— start of Recorded information —
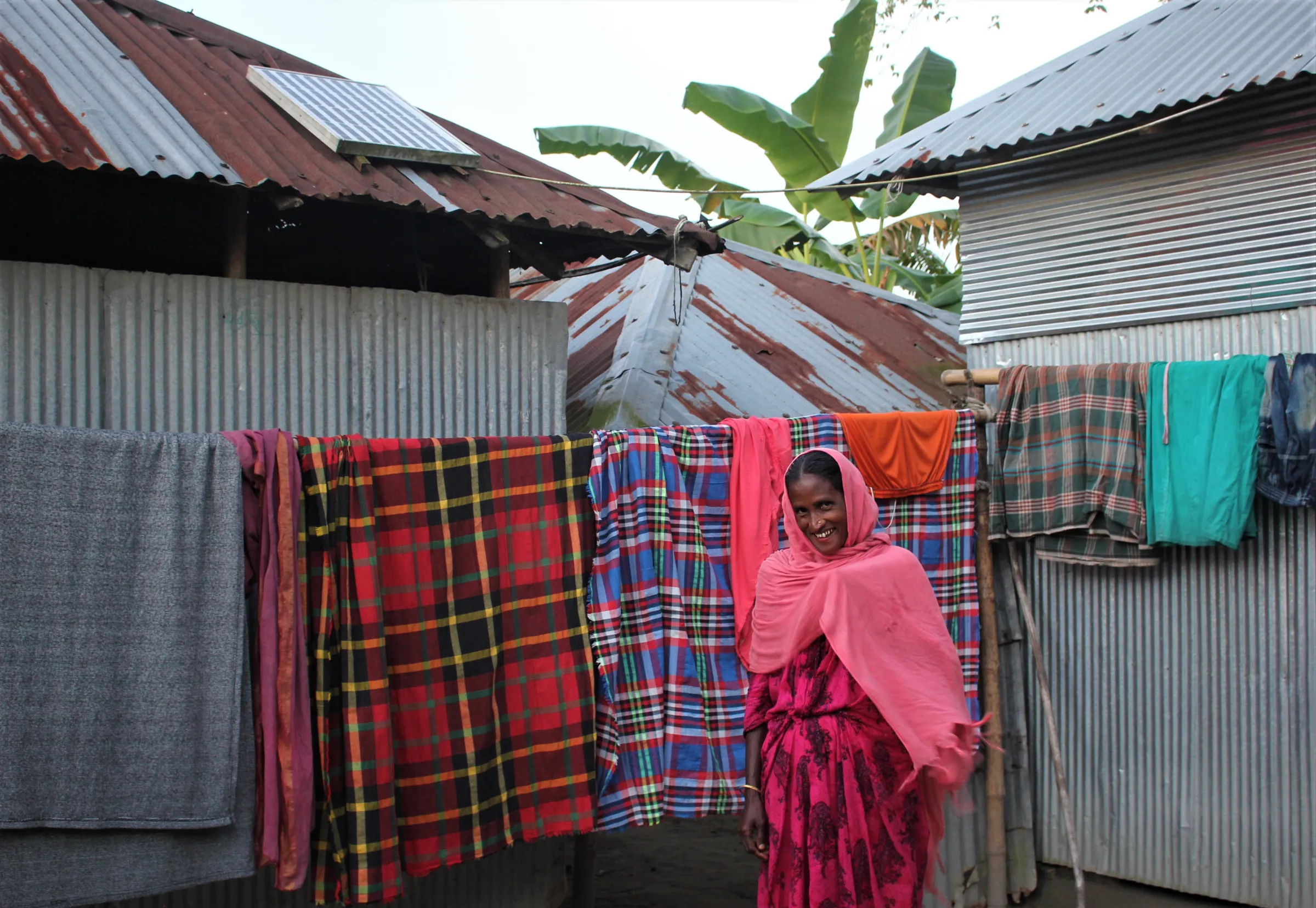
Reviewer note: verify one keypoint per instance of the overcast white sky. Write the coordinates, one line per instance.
(503, 67)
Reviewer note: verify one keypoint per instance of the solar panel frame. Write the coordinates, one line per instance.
(361, 117)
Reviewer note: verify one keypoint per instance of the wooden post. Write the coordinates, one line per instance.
(1053, 737)
(501, 266)
(582, 872)
(998, 883)
(235, 232)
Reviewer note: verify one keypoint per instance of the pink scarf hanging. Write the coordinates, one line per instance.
(761, 452)
(874, 604)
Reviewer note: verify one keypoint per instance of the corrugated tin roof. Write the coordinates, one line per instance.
(163, 91)
(70, 97)
(758, 336)
(1181, 53)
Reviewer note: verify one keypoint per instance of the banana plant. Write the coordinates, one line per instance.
(802, 144)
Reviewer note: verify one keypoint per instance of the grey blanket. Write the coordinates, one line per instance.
(58, 867)
(122, 628)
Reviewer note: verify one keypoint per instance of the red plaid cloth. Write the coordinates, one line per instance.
(939, 528)
(354, 847)
(482, 548)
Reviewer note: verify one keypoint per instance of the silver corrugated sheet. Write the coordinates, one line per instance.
(1185, 52)
(181, 353)
(106, 93)
(1186, 694)
(1214, 216)
(528, 876)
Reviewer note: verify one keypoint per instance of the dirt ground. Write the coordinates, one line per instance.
(701, 864)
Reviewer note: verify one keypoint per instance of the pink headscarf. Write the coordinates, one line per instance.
(877, 609)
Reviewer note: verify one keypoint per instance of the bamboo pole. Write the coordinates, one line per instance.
(1052, 729)
(998, 883)
(582, 872)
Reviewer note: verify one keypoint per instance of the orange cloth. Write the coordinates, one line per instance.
(900, 455)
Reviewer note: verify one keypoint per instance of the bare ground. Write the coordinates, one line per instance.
(701, 864)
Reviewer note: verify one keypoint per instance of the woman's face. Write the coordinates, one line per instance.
(819, 512)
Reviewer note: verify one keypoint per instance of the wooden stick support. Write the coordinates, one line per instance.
(1044, 689)
(998, 881)
(979, 376)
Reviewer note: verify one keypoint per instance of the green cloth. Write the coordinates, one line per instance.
(1201, 485)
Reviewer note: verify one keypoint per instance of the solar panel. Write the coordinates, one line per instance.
(361, 117)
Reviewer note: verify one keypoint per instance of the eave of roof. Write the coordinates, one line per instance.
(161, 91)
(1176, 56)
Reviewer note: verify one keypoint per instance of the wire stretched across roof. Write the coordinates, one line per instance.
(140, 86)
(1181, 53)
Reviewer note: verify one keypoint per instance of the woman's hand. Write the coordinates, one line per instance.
(755, 826)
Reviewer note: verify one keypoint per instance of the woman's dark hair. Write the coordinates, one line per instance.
(820, 465)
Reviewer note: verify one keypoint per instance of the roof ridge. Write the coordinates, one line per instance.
(211, 33)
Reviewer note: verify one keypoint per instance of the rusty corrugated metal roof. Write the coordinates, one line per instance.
(758, 336)
(194, 73)
(69, 97)
(1181, 53)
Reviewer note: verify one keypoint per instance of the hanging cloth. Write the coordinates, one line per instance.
(1202, 451)
(761, 455)
(281, 690)
(1070, 448)
(900, 455)
(874, 604)
(1286, 449)
(122, 629)
(672, 691)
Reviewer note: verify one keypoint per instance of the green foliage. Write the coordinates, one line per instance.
(830, 103)
(639, 153)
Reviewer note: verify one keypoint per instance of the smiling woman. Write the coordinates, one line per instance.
(818, 495)
(856, 719)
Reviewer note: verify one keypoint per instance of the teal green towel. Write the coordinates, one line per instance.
(1201, 484)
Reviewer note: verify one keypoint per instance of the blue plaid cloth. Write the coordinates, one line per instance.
(672, 698)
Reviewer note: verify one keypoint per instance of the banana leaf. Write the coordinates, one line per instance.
(831, 102)
(762, 225)
(924, 94)
(793, 146)
(639, 153)
(951, 294)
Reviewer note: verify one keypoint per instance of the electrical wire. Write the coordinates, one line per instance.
(839, 188)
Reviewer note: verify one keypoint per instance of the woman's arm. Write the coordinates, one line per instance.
(755, 820)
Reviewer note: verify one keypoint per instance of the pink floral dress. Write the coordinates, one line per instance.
(840, 835)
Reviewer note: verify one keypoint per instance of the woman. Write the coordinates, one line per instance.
(856, 724)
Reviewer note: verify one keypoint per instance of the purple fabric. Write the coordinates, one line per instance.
(271, 503)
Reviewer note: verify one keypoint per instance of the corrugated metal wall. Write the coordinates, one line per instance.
(1212, 214)
(1186, 694)
(182, 353)
(178, 353)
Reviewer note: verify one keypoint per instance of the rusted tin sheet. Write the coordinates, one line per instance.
(162, 91)
(758, 336)
(69, 97)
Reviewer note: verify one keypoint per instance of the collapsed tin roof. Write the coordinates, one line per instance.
(749, 334)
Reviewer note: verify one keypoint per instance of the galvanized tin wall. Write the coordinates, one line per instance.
(177, 353)
(1210, 215)
(182, 353)
(1186, 694)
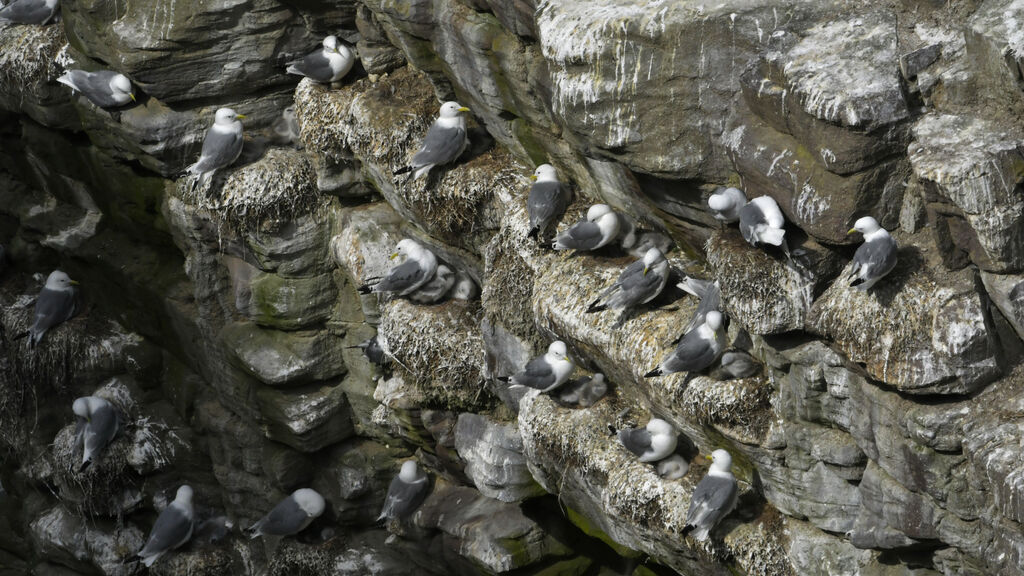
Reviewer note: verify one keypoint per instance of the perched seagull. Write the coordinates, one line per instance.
(761, 221)
(436, 288)
(876, 257)
(173, 527)
(221, 147)
(673, 467)
(443, 144)
(103, 88)
(640, 283)
(406, 493)
(291, 516)
(714, 497)
(54, 305)
(30, 11)
(548, 200)
(546, 372)
(698, 348)
(419, 268)
(328, 65)
(649, 444)
(373, 351)
(726, 204)
(584, 392)
(736, 364)
(600, 228)
(101, 423)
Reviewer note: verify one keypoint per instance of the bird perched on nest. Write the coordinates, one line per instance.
(221, 147)
(330, 64)
(103, 87)
(547, 201)
(876, 257)
(714, 497)
(444, 142)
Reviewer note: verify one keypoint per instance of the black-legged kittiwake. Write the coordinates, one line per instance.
(584, 392)
(641, 282)
(547, 201)
(55, 304)
(406, 493)
(444, 142)
(104, 88)
(876, 257)
(726, 204)
(600, 228)
(714, 497)
(436, 288)
(30, 11)
(697, 350)
(419, 268)
(221, 147)
(761, 221)
(101, 422)
(546, 372)
(173, 527)
(291, 516)
(673, 467)
(651, 443)
(330, 64)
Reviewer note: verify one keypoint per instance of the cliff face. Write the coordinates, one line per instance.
(882, 435)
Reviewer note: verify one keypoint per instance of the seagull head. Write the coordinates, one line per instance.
(309, 500)
(409, 472)
(651, 258)
(59, 281)
(865, 224)
(452, 110)
(226, 116)
(545, 173)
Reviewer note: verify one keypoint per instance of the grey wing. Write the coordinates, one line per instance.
(878, 258)
(538, 374)
(401, 277)
(170, 531)
(52, 307)
(636, 441)
(440, 146)
(219, 150)
(547, 201)
(712, 499)
(314, 66)
(286, 519)
(582, 236)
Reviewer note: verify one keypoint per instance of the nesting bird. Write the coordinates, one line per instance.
(876, 257)
(54, 304)
(100, 424)
(444, 142)
(173, 527)
(600, 228)
(406, 492)
(30, 11)
(547, 201)
(761, 221)
(640, 283)
(221, 147)
(291, 516)
(546, 372)
(697, 350)
(418, 269)
(651, 443)
(726, 204)
(714, 497)
(330, 64)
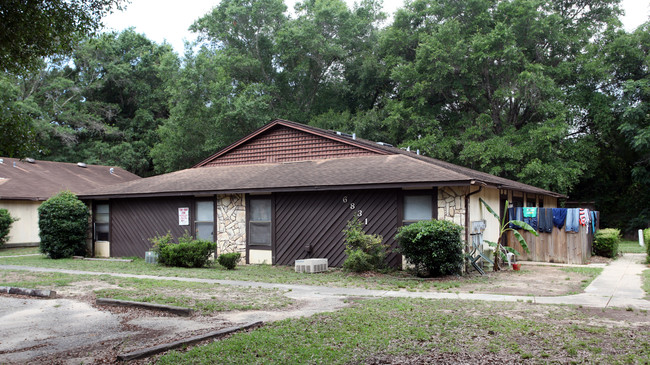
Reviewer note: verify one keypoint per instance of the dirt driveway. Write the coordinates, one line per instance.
(72, 329)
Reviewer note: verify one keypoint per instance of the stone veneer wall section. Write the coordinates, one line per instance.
(231, 224)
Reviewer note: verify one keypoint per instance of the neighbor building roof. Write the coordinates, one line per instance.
(303, 166)
(39, 180)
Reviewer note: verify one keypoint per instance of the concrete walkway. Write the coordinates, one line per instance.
(618, 286)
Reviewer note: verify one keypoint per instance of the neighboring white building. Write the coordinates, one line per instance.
(25, 184)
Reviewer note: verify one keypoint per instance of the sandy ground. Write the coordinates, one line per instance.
(71, 329)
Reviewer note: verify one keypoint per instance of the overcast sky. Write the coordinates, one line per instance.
(169, 20)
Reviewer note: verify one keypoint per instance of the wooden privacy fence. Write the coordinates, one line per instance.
(558, 246)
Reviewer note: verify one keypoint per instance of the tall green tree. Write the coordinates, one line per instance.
(484, 84)
(31, 30)
(101, 106)
(613, 92)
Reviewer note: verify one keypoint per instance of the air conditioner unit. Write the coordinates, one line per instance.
(311, 265)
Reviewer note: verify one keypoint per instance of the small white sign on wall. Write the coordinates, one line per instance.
(183, 216)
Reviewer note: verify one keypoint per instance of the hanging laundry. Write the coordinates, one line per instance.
(593, 221)
(573, 220)
(545, 220)
(584, 217)
(559, 216)
(530, 217)
(515, 213)
(530, 212)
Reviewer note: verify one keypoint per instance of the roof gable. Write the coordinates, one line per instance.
(283, 141)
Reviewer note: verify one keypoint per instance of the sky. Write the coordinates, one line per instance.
(169, 20)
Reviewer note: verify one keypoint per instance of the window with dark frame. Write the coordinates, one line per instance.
(417, 207)
(102, 222)
(204, 223)
(259, 224)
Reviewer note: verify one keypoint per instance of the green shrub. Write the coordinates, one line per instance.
(63, 225)
(365, 252)
(188, 252)
(646, 241)
(358, 261)
(606, 242)
(5, 223)
(229, 260)
(434, 247)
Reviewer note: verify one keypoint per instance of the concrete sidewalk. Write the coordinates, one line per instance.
(618, 286)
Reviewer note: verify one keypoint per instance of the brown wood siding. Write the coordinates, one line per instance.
(319, 218)
(282, 144)
(134, 221)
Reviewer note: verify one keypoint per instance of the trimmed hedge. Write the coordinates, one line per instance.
(5, 224)
(229, 260)
(365, 252)
(434, 247)
(63, 225)
(606, 242)
(188, 252)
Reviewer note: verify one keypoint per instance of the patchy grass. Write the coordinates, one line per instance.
(529, 281)
(397, 280)
(590, 272)
(630, 247)
(433, 331)
(13, 251)
(42, 280)
(203, 297)
(646, 282)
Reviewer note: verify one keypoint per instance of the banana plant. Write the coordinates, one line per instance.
(503, 229)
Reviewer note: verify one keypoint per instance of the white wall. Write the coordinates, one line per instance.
(26, 229)
(260, 257)
(478, 212)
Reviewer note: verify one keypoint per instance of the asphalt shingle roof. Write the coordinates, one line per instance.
(22, 180)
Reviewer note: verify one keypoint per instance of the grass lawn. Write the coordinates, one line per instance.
(630, 247)
(530, 281)
(266, 273)
(431, 331)
(646, 282)
(202, 297)
(18, 251)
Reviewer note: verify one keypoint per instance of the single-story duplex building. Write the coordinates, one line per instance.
(287, 190)
(25, 184)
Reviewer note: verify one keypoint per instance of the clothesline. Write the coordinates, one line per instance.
(543, 219)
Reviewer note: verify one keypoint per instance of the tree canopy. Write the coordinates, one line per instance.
(553, 94)
(30, 30)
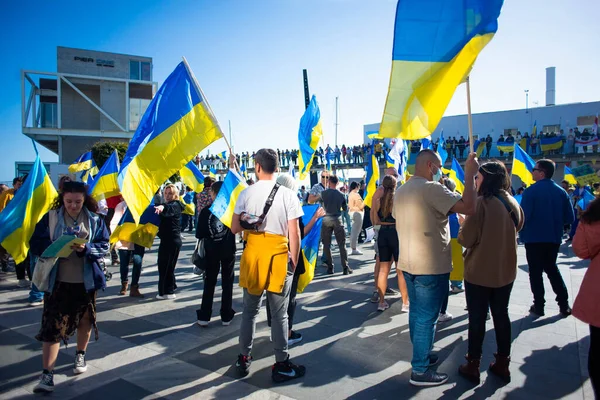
— end of Recorded information —
Exercise task
Find every line in the records above that contains the string "seagull" and copy each one in full.

Problem solution
Reviewer note: verify one keypoint per instance of the perched seagull. Write the coordinates, one line per instance.
Reviewer note: verify one keypoint per instance of the seagull head. Write the coordinates, one line per instance.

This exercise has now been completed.